-- start of Selected excerpt --

= 338th Army Band (United States) =

The 338th Army Band is a United States Army Reserve military band stationed in Whitehall, Ohio and Livonia, Michigan. Currently the unit serves under the 88th Regional Support Command, headquartered at Fort McCoy, Wisconsin.

On 12 July 2018, while training at Fort Bliss, 338th Army Band was the military band of the change of command ceremony for the incoming and outgoing commanding generals of 1st Armored Division at Noel Parade Field.

==History==
The 338th Army Band was originally formed in 1943 at Camp Siebert, Alabama, as part of a support group for General Patton's 3rd Army in Europe. The band was deactivated before overseas deployment in 1945. The 338th was reactivated in 1952 as part of the Second United States Army. Later, the 338th became part of the XX Corps of the First United States Army. In 1967 the band was reassigned to the 83rd Army Reserve Command at Fort Hayes in Columbus, Ohio. In July 1995 the 338th moved its location to Whitehall, Ohio, near the Defense Supply Center, Columbus. In September 1995 the 338th was transferred to the 88th Reserve Support Command with headquarters at Fort Snelling, Minnesota. Subsequently, that command became the 88th Regional Support Command and then became the 88th Regional Readiness Command. In 2002 the former members of the 70th Division Band (Reserve), based in Livonia, Michigan, became the First Detachment of the 338th. In 2006 the 338th was reassigned to the 310th Expeditionary Support Command, Fort Benjamin Harrison, Indiana. In 2008, the 338th was reassigned as a Direct Reporting Unit (DRU) to the 88th Regional Support Command newly headquartered at Fort McCoy, Wisconsin.

-- end of Selected excerpt --
-- start of Material provided --

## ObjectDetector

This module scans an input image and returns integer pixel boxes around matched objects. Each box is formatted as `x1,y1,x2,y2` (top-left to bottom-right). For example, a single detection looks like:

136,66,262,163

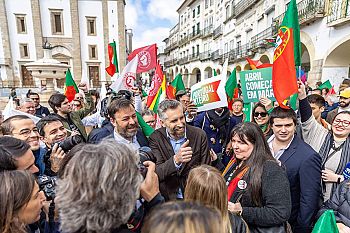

-- end of Material provided --

To be done: Write out the stretch of the 338th Army Band article from "On 12 July 2018, while" through "Noel Parade Field.", word for word.

The solution:
On 12 July 2018, while training at Fort Bliss, 338th Army Band was the military band of the change of command ceremony for the incoming and outgoing commanding generals of 1st Armored Division at Noel Parade Field.